WRITTEN REQUEST →
Answer these from the Scrabble game rules:
1. How many tiles must a set contain?
2. Which kind of board comes first in the order of precedence?
3. From how many minutes does the first-choice digital count-down timer count down?

WORLD ENGLISH-language SCRABBLE PLAYERS ASSOCIATION (WESPA) GAME RULES
1.1.All players are honour bound not to cheat.
1.2.It is the responsibility of every player, while playing, not only to guard at all times against any personal action that might incur suspicion or misinterpretation, but also immediately to draw to the attention of opponents any such action on their part. If there is persistent dubious conduct then the Tournament Director (TD) should be called.
1.3.Any player caught cheating will immediately be disqualified from taking part in the tournament. All games played by that player thus far may be awarded to the player’s opponents. The conduct of any player caught cheating will be reported to their National Association together with details of the action being taken by WESPA regarding the player in future tournaments.
1.4.All decisions of the TD on disputes or clarification of rules are final.
2.1.Basic rules – The basic game rules provided by the commercial game publisher will apply unless otherwise stated in these rules.
2.2.The Dictionary – The official dictionary or word list is the current one endorsed by WESPA in consultation with the WESPA Dictionary Committee.
2.3.The Scrabble Set – It is the responsibility of both players to check that the set contains the correct number (100) and distribution of tiles. Under no circumstances can corrections be made once the game has started. Boards used should be rigid, where available having indentations to prevent the sliding of tiles, and should have a playing grid of around 33 × 35 cm. Where players have a choice of boards the order of precedence is:
2.3.1.Circular boards which revolve within their own area.
2.3.2.Square or rectangular revolving boards.
2.3.3.Fold-up boards with indentations.
All organisers are encouraged to arrange for tables capable of accommodating round boards. They must allow use of round boards if available. The above guidelines may be overridden because of local conditions such as availability of boards or sufficiently large tables. In the event of a dispute on the choice of boards, the matter should be referred to the TD. The boards should be in an acceptable state of repair.
Tournament tiles (i.e. tiles with a smooth letter face) should be used at all times. Tiles without a smooth letter face are acceptable only if permitted by the TD. It is permissible to have identification marks on the backs of tiles providing these are uniform for the complete set of tiles. Tiles and bags should not be below an acceptable standard in terms of wear, cleanliness and hygiene.
2.4.The Timer – Where players have a choice of timing devices the order of precedence is:
2.4.1.Digital count-down timer which counts down from 25 minutes and displays overtime in minutes and seconds (*see note below). The calculation of overtime is operated in account-up fashion.
2.4.2.Non-standard digital count-down timer (e.g. those that need a different neutralisation procedure other than a central button)
2.4.3.Digital count-up timer (that is, counts up from zero)
2.4.4.Analog 'chess clock'
*note – electronic timers designed for chess are not acceptable if they do not measure overtime, i.e. they stop at 00:00.
It is the responsibility of both players to agree that the clocks are set to the specified time limit, and that both clocks are working properly.
Reference is made to 'neutralising the timer' throughout this document. This means:
For digital timers – depressing the 'hold' button (normally in the centre) such that both digital displays are frozen.
For analog chess clocks – depressing both clock buttons such that they are balanced and neither player's clock is ticking.

SUPPLIED DATA →
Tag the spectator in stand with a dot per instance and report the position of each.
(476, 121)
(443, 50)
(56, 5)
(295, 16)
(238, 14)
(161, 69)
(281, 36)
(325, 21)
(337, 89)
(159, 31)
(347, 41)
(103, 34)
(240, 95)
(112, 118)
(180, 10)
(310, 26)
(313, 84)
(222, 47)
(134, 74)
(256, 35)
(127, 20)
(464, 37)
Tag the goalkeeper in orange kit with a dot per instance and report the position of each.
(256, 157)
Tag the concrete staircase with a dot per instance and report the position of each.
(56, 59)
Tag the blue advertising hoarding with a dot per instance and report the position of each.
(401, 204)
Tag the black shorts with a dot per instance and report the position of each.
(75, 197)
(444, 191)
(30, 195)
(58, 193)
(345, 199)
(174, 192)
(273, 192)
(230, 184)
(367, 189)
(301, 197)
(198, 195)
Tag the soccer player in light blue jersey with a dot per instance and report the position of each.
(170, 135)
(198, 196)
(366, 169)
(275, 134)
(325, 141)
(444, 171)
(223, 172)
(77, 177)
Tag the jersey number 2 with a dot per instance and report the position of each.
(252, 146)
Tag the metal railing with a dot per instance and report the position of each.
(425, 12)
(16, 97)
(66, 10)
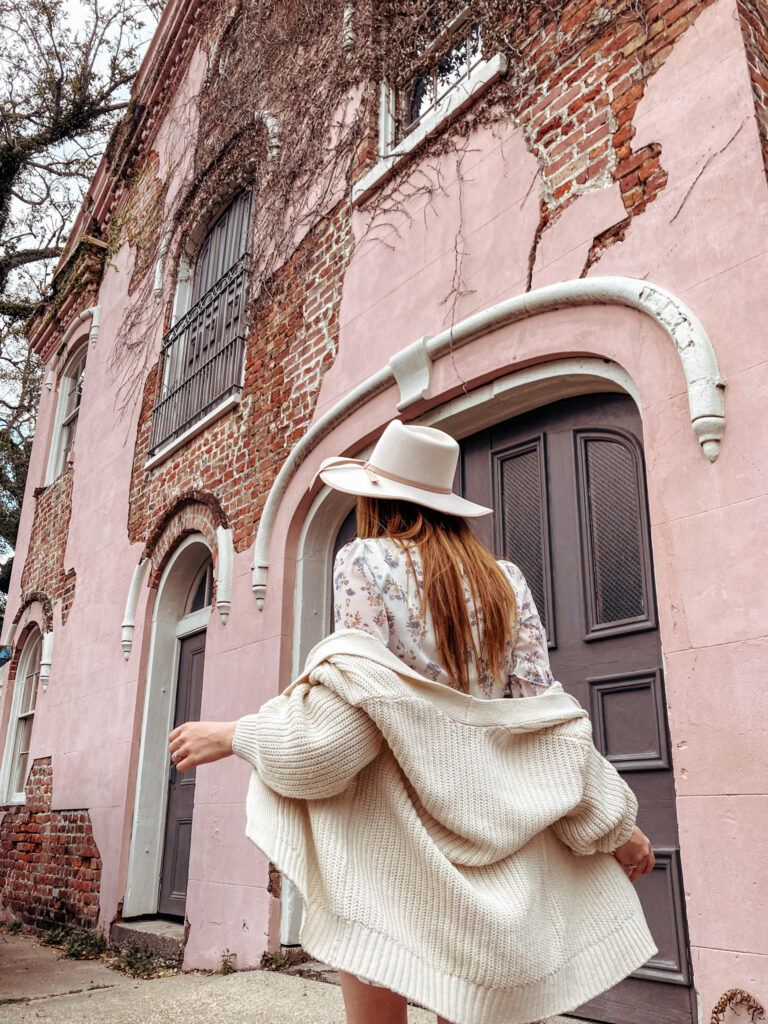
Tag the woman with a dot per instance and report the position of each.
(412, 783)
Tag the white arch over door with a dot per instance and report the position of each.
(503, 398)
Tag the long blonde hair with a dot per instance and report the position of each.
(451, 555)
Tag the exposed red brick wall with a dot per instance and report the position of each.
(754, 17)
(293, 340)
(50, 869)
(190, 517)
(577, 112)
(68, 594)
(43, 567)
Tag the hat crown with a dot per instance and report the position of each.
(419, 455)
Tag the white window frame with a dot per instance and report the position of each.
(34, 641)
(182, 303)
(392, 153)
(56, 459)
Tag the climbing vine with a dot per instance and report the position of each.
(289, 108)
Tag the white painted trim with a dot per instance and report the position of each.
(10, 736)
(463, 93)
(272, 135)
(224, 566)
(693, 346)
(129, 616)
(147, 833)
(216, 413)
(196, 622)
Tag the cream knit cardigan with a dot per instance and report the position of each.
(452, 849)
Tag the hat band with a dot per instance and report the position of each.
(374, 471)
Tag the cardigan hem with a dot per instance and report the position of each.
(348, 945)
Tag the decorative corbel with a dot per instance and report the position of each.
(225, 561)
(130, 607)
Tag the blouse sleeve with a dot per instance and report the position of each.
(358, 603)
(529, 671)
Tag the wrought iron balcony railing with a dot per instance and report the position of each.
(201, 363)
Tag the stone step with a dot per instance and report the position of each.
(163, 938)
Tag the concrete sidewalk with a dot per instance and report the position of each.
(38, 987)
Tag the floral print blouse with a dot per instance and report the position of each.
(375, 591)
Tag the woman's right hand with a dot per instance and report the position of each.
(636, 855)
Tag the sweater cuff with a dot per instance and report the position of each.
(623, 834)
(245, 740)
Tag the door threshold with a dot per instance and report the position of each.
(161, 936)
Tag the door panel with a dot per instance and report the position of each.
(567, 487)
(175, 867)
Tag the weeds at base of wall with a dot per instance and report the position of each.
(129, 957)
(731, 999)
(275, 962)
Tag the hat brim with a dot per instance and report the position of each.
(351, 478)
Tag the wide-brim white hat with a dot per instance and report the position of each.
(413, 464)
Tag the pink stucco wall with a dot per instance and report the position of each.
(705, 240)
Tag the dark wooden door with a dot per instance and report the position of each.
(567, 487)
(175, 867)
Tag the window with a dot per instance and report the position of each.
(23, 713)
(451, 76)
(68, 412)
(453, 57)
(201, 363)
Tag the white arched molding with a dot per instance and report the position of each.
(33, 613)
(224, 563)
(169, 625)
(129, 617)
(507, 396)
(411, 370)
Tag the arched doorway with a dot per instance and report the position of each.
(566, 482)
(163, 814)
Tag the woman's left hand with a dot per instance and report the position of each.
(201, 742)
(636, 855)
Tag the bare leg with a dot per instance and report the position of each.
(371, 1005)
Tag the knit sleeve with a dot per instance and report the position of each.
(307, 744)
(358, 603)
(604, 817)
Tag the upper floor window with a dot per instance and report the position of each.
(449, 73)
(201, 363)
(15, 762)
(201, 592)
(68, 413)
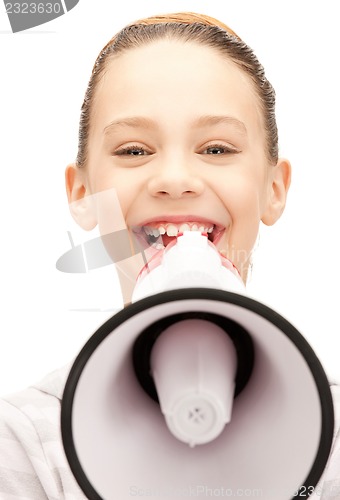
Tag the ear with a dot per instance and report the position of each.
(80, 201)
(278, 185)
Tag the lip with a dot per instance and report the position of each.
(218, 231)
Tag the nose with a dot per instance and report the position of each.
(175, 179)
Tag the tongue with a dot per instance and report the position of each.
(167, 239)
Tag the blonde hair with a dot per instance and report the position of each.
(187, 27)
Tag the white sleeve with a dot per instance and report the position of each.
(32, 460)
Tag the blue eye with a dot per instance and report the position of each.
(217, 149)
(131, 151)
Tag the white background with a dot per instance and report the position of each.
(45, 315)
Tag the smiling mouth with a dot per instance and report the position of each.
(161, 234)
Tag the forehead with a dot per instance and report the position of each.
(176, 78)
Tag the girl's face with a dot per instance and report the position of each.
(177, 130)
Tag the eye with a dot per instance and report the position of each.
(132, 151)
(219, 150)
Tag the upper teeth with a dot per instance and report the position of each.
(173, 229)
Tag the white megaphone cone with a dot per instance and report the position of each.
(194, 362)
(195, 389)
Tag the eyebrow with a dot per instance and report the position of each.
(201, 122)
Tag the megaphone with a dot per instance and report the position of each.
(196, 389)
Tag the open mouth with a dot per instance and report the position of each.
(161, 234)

---

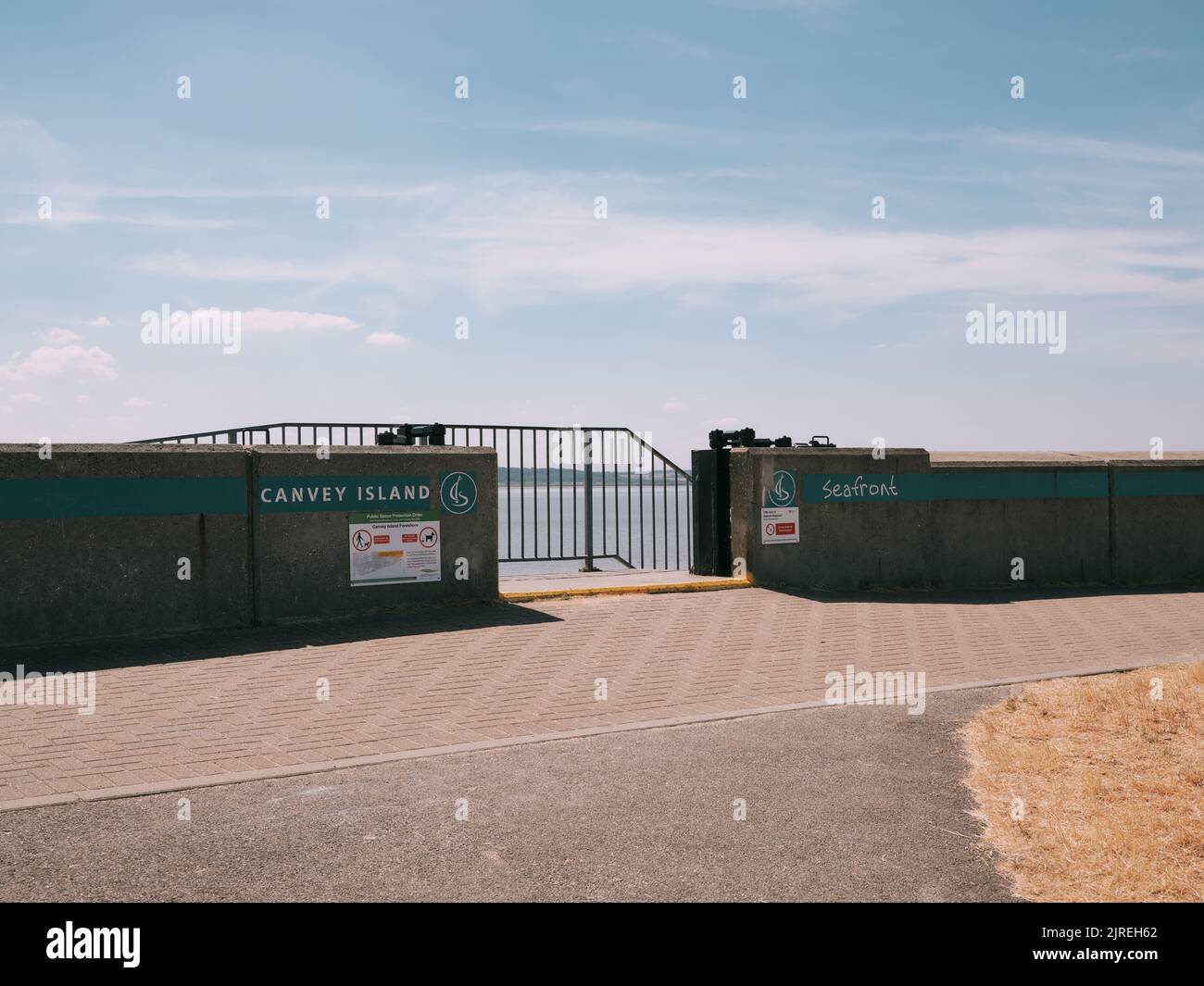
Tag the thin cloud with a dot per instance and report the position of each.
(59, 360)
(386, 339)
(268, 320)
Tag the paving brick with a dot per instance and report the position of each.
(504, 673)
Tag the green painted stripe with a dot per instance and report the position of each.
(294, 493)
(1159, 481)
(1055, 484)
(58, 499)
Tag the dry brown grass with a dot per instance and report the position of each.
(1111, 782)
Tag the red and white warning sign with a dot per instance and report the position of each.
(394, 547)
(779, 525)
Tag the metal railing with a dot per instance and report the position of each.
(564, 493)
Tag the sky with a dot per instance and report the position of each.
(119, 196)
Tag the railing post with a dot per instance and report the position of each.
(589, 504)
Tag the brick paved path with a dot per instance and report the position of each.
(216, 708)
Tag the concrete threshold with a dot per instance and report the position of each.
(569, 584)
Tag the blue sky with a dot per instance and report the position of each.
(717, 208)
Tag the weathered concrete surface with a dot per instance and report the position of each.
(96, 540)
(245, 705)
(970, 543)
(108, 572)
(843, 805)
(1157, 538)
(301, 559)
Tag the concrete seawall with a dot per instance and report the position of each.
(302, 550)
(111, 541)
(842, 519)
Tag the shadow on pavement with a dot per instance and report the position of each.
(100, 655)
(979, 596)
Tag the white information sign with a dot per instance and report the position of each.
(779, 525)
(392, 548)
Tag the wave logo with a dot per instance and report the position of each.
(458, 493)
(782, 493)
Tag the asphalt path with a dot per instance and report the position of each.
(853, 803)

CORRECT OUTPUT →
1. 100
2. Circular boards which revolve within their own area
3. 25 minutes